§ **DO THIS**: Put all of the data below into a two-column CSV with the headers "instruction" and "response", one row per instruction paired with its response. Wrap every field in double quotes and replace any line breaks inside a field with spaces.

§ **Stored data**:
------------------------------------------------

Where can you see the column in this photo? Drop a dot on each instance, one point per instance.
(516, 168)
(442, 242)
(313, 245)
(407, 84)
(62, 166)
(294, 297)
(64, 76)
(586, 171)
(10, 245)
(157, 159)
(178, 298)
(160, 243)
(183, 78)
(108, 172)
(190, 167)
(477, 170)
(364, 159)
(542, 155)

------------------------------------------------

§ **FULL ANSWER**:
instruction,response
"Where can you see the column in this photo? Drop a dot on each instance, one point per instance.","(516, 168) (442, 242) (313, 245) (407, 84) (62, 166) (294, 297) (64, 76) (586, 171) (10, 245) (157, 159) (178, 298) (160, 243) (183, 78) (108, 172) (190, 167) (477, 170) (364, 159) (542, 155)"